*Passage shown:*
--- START ---

Waiting room

For the great numbers of uninsured, the care may not be bad -- but the wait is.

Published October 21, 1999 4:00PM (EDT)

Pablo Benitez's health-care saga began with a small ulcer on his foot. When it broke open and started oozing pus, he guessed it was related to his diabetes so he went to a local hospital for treatment. Once there, he was refused for lack of coverage. Go to County, they told him -- meaning Los Angeles County-USC Medical Center, a 30-mile bus ride from home.

He arrived at County-USC's walk-in emergency room at about 9 p.m. Several hours passed before he saw a doctor in the minor trauma unit; he finally left at 4 a.m. Had he waited much longer for treatment, his foot might not be there.

On a Tuesday afternoon a few days later, Benitez -- a 54-year-old Mexican immigrant -- leans on his cane and walks gingerly down a hallway toward a crowded walk-in clinic. His left foot is freshly wrapped in white gauze. He has come to Los Angeles County-USC Medical Center, one of the nation's busiest hospitals, to make sure that the injury on his foot is healing properly.

Benitez shares his story more with gratitude than frustration. "The process is slow, but I felt that I got excellent treatment," he says through a translator. Unchecked diabetes often leads to amputation, and his blood sugar level had soared to five times normal. But on this follow-up visit, a check-up shows his blood sugar back in the normal range and his foot healing nicely. Benitez is also happy that he can afford this health care. Under County-USC's "ability-to-pay" program, he received hundreds of dollars worth of care for $60 up front. For some, ability-to-pay amounts to no payment at all; the shortfall is ultimately absorbed by the system and thus borne by the public.

At county, nobody gets turned away. Perhaps this is one of the reasons why it has long been a refuge for a growing class of workers, immigrants, seniors and just about anybody who doesn't have health insurance. According to a recent census report, 44.3 million people in the United States are now uninsured -- the highest number in a decade.

"It is very difficult, particularly when funding is being cut back," says Steve Moskey, spokesman for the National Association of Public Hospitals & Health Systems. "It's a time of increasing demand with uncertainty about the level of government funding for Medicare and Medicaid."

Located a few miles northeast of downtown Los Angeles, County-USC is the sprawling flagship of the nation's second largest public health system. This teaching hospital is one of America's biggest "safety net" hospitals. In 1998, it handled more than 700,000 emergency and outpatient visits, most involving uninsured patients.

On any given day, about 500 people come to County-USC's emergency units, for everything from upset stomachs to multiple gunshot wounds. The major trauma unit is so busy with urban violence that Army doctors train here to stay sharp for wartime.

The day-by-day plight of the uninsured, however, is better illustrated by the drab, utilitarian environs of the department's minor trauma and walk-in clinics. "When you're not feeling good and have no place to go," a clerk explains, "this is where you go."

--- END ---

*Data listing:*

--- START ---

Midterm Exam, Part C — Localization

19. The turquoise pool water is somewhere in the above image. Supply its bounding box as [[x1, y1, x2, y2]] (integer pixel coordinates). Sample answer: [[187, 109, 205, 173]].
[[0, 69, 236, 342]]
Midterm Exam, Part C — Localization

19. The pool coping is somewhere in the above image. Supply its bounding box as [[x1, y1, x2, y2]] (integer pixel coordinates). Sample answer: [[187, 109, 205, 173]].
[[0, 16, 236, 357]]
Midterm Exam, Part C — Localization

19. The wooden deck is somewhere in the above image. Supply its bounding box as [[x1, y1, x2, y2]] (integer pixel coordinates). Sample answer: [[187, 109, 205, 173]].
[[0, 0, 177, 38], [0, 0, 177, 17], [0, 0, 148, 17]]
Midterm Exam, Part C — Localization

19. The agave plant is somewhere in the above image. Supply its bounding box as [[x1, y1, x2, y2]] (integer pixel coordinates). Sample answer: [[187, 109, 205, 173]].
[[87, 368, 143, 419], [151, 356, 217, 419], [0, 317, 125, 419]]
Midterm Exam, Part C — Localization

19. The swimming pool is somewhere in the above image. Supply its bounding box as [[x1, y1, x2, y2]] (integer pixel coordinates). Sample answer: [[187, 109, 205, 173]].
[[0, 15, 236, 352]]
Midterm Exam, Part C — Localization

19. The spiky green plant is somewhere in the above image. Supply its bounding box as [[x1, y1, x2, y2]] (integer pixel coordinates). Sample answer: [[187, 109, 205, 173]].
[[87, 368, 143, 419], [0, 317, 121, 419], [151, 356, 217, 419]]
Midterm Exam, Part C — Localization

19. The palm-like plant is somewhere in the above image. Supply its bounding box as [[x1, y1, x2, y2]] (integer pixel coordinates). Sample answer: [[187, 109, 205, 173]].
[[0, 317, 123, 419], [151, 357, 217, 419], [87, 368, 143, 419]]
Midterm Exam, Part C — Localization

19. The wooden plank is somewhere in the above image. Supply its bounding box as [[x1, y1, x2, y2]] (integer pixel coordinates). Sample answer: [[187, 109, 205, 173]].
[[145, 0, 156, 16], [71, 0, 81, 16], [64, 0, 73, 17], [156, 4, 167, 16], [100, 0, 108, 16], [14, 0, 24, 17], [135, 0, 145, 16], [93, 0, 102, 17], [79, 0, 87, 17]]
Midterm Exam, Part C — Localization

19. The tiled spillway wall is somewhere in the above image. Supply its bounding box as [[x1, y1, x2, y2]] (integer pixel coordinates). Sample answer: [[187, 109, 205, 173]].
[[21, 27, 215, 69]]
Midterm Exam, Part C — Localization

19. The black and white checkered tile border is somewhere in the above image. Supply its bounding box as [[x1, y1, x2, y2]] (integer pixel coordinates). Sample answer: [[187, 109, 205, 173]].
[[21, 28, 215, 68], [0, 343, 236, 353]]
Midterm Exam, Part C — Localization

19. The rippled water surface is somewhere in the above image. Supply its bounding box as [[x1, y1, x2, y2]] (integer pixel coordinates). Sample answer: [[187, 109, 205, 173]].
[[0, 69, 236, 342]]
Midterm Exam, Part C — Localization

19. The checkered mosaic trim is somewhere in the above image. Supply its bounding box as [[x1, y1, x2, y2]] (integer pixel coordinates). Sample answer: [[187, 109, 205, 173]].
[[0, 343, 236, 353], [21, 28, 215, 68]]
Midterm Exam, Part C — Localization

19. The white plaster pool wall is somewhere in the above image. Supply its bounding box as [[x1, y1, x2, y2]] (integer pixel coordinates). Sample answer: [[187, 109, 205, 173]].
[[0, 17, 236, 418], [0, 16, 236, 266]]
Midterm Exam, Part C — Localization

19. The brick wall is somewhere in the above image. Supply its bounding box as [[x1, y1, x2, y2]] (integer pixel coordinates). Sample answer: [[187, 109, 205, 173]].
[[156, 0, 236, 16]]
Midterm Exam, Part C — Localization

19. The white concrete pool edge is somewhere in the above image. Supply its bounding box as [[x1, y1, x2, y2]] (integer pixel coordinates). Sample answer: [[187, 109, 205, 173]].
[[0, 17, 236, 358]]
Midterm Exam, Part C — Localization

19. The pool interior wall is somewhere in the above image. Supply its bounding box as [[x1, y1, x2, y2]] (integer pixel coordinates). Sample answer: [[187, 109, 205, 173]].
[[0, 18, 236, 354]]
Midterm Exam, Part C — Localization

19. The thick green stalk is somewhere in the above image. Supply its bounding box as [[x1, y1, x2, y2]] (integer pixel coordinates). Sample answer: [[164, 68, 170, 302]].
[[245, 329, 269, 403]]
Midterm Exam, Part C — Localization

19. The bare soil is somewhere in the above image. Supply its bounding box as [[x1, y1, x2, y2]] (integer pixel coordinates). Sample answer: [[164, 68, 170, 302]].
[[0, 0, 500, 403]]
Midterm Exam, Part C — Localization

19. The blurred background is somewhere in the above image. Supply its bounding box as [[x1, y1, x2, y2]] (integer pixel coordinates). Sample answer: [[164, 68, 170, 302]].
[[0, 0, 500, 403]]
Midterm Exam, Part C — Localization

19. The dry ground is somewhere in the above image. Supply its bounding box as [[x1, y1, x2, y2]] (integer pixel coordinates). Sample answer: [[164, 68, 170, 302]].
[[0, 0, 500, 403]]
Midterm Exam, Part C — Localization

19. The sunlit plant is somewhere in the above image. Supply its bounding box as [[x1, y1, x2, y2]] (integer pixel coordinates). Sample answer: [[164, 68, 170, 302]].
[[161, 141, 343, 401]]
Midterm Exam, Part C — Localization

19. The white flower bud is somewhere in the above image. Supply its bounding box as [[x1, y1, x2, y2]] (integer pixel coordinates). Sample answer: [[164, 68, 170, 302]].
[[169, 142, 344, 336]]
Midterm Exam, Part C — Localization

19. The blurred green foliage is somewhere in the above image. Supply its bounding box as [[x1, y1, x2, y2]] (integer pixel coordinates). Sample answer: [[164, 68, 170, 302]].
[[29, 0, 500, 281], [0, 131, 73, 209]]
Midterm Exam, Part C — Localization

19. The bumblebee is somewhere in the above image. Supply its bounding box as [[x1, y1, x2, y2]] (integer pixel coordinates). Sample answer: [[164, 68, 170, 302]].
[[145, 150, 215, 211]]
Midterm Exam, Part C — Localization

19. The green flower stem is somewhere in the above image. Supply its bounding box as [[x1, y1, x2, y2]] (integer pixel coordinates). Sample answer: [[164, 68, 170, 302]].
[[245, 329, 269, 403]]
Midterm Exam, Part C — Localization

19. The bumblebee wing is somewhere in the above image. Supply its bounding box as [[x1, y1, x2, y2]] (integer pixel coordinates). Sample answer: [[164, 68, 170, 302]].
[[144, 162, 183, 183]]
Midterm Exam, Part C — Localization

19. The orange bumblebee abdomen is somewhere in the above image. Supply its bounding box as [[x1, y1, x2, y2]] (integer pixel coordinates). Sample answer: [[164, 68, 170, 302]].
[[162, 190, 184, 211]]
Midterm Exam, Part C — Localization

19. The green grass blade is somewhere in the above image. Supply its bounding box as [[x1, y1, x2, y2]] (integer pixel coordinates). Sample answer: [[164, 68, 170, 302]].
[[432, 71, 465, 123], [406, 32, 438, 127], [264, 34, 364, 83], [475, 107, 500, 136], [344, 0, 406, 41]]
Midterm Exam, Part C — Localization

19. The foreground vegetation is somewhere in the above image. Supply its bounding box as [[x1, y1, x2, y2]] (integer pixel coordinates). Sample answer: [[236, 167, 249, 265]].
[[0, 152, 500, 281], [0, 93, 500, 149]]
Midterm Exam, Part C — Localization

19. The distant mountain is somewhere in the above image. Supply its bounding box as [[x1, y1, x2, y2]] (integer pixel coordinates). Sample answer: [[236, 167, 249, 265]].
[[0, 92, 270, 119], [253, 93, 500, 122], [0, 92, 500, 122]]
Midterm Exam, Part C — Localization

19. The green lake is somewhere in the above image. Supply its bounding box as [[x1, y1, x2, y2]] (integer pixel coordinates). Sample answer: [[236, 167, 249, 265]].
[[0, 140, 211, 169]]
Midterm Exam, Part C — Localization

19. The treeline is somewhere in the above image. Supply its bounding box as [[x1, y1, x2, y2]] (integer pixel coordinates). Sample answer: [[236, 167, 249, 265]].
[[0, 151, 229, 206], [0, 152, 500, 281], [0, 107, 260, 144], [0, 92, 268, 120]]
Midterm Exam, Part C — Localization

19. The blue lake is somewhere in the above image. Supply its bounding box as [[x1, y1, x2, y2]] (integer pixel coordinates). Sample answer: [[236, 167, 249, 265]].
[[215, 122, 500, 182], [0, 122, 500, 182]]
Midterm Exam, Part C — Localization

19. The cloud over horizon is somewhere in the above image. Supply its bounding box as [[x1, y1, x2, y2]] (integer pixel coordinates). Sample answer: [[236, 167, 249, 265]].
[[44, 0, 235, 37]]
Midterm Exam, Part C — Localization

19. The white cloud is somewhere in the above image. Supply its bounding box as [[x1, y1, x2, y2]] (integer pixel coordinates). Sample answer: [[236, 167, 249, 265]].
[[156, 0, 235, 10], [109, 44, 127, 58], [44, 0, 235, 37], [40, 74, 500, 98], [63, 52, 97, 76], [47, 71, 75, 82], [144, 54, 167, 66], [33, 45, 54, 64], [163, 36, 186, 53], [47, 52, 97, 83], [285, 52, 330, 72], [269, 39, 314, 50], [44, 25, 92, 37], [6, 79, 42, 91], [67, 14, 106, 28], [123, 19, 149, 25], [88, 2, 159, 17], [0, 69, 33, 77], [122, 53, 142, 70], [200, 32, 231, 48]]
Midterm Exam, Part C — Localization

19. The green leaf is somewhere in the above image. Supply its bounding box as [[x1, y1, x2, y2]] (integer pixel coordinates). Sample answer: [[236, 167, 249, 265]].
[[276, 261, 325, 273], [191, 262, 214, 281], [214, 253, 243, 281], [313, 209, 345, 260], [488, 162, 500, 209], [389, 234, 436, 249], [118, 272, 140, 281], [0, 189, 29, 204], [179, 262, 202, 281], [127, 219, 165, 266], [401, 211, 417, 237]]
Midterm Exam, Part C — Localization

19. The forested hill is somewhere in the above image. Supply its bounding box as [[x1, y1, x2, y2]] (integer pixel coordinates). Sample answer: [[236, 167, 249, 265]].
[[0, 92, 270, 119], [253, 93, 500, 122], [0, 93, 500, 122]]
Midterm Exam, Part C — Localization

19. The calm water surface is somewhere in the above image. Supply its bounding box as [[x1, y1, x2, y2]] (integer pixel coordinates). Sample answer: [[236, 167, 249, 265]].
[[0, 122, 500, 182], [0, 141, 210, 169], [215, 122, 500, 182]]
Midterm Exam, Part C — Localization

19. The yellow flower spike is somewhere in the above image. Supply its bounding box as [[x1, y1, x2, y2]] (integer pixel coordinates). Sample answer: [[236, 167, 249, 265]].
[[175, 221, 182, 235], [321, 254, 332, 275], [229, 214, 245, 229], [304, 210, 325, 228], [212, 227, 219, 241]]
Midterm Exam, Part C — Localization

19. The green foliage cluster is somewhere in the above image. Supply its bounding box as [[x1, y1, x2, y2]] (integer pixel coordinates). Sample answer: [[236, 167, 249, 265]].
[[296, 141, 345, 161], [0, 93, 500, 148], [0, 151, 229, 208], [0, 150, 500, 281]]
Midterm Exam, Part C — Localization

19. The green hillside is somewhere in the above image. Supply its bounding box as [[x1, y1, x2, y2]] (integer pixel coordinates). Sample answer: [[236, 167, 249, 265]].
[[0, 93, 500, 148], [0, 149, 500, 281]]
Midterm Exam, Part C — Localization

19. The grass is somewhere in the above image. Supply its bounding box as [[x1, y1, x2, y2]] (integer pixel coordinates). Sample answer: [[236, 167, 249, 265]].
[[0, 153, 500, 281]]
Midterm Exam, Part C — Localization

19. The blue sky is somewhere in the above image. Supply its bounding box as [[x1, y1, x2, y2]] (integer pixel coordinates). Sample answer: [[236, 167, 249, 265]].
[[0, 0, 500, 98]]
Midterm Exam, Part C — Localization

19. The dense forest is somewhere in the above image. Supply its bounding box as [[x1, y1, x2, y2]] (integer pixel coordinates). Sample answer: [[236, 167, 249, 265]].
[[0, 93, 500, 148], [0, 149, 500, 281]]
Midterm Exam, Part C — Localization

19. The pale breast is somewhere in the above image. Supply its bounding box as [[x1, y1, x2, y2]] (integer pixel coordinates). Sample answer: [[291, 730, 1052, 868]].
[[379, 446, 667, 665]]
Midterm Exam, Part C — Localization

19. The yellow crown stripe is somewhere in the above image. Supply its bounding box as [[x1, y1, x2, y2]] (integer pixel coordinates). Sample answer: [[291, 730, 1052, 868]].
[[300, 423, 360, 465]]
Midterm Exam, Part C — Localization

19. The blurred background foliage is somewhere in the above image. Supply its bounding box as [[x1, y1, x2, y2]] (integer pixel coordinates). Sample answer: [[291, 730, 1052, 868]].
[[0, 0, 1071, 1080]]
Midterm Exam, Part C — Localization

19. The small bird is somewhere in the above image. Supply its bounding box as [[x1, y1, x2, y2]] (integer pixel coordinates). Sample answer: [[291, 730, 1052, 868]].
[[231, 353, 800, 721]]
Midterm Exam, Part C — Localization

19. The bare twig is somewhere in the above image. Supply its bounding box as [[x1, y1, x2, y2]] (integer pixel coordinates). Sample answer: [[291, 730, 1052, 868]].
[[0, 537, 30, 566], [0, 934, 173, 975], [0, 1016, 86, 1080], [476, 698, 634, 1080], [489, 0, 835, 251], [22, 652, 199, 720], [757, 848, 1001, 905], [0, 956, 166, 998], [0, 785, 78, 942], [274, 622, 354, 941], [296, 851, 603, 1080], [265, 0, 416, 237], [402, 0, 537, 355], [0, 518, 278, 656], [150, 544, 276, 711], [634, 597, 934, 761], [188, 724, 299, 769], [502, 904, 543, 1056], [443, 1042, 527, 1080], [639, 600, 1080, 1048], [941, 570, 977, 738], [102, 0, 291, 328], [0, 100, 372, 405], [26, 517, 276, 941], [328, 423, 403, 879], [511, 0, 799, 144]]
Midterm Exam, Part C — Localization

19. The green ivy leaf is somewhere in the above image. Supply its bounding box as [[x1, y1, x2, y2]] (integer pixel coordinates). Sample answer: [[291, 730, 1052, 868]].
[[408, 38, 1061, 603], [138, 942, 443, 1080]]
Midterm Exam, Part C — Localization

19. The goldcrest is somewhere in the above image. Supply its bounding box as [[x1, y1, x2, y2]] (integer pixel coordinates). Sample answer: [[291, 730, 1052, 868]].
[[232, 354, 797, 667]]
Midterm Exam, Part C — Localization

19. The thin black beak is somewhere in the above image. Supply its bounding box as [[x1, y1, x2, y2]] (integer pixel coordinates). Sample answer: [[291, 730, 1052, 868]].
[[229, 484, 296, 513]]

--- END ---

*Exercise set:*
- a) Answer these questions from the County-USC article:
(i) How much did Benitez pay up front under the "ability-to-pay" program?
(ii) According to the recent census report, how many people in the United States are uninsured?
(iii) About how many people come to County-USC's emergency units on any given day?
- b) Copy word for word the part of the County-USC article that opens with the words containing "On a Tuesday" and closes with "is healing properly.".
Answer from the County-USC article alone; the data play no part.

*Set of answers:*
- a)
(i) $60
(ii) 44.3 million
(iii) About 500

- b)
On a Tuesday afternoon a few days later, Benitez -- a 54-year-old Mexican immigrant -- leans on his cane and walks gingerly down a hallway toward a crowded walk-in clinic. His left foot is freshly wrapped in white gauze. He has come to Los Angeles County-USC Medical Center, one of the nation's busiest hospitals, to make sure that the injury on his foot is healing properly.